== INFORMATION SUPPLIED ==
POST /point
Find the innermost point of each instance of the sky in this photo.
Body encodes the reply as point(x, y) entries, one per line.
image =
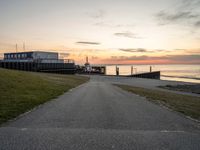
point(107, 31)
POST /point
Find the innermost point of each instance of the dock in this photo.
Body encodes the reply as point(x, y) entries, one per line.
point(149, 75)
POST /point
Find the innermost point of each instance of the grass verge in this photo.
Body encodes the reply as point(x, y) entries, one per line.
point(195, 88)
point(22, 91)
point(188, 105)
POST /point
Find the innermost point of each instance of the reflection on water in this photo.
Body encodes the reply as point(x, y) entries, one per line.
point(186, 73)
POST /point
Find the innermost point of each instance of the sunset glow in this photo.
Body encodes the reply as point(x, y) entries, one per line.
point(107, 31)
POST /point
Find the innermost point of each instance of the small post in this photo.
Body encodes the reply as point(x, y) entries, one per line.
point(117, 70)
point(131, 70)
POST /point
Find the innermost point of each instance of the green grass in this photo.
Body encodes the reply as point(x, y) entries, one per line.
point(22, 91)
point(188, 105)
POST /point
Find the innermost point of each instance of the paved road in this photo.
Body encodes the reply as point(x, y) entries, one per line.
point(100, 116)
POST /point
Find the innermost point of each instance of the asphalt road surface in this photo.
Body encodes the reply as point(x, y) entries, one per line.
point(100, 116)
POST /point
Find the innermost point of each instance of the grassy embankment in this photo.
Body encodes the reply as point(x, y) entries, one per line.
point(188, 105)
point(22, 91)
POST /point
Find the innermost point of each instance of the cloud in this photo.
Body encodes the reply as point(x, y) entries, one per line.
point(197, 24)
point(133, 50)
point(112, 25)
point(88, 43)
point(127, 34)
point(142, 50)
point(186, 13)
point(63, 55)
point(167, 18)
point(167, 58)
point(99, 14)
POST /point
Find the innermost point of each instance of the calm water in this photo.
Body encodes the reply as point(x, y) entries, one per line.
point(186, 73)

== WHAT IS REQUIRED ==
Copy the records above exactly. Do not carry any picture into the copy.

== TASK OUTPUT ==
POST /point
Find the innermost point of each instance of the sky in this photo.
Body encodes the reply as point(x, y) entries, one per line.
image =
point(107, 31)
POST /point
Find the innermost point of each instance of the dock in this photo.
Body encodes the reply as point(x, y) entries, one per line.
point(149, 75)
POST /point
Find the innermost point of each instance of the grass verge in this photo.
Body encodes the reply as point(x, y) entries, one per line.
point(195, 88)
point(22, 91)
point(188, 105)
POST /point
Find the innermost point of each instance of the reflection on water in this photo.
Body encodes the reply as point(x, y) entries, one per line.
point(186, 73)
POST /point
Find the innermost point of each instance of the sunset glow in this photo.
Body encodes the reply as point(x, y) entries, one per line.
point(107, 31)
POST /point
Find the innermost point of each instance of the small post in this photo.
Body encodes the reply as point(x, y) entries, one per line.
point(117, 70)
point(131, 70)
POST /point
Find the innermost point of each instance of the green grass in this photo.
Body encodes the reply as point(x, y) entries, one per line.
point(22, 91)
point(188, 105)
POST /point
Find the innermost point of each instance of the paved road in this photo.
Body encodes the reply as point(x, y) entries, one per line.
point(100, 116)
POST /point
Find the innermost point of each instance of the asphalt road surface in this photo.
Body encodes the reply as point(x, y) entries, one per line.
point(100, 116)
POST /point
Find the innermost point of each instance of the grassy embankment in this photo.
Body encodes the reply as point(x, y) entries, one per line.
point(188, 105)
point(22, 91)
POST /point
Find the innermost point of each instance of the cloud in this photo.
Body encodes the reply as point(x, y) entries, one per line.
point(197, 24)
point(133, 50)
point(112, 25)
point(88, 43)
point(127, 34)
point(142, 50)
point(186, 13)
point(63, 55)
point(167, 18)
point(167, 58)
point(99, 14)
POST /point
Find the innermost point of each instance of the calm water in this photo.
Body encodes the reply as point(x, y) entries, one per line.
point(186, 73)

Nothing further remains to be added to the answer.